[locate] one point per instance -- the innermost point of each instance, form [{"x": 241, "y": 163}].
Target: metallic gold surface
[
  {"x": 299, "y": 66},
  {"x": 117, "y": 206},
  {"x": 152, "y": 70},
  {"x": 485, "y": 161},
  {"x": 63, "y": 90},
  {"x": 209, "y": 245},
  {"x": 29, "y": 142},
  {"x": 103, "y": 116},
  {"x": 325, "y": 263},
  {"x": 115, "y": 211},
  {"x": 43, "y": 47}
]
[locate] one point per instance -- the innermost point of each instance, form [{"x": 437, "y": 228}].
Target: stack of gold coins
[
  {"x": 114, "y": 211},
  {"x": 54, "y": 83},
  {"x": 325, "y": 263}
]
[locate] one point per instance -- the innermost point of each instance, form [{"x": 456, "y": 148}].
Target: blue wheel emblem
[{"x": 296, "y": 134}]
----
REQUIRED ACTION
Scanning the material above, work out how many lines contain the word "each" and reply with the number only.

EXPECTED ANSWER
3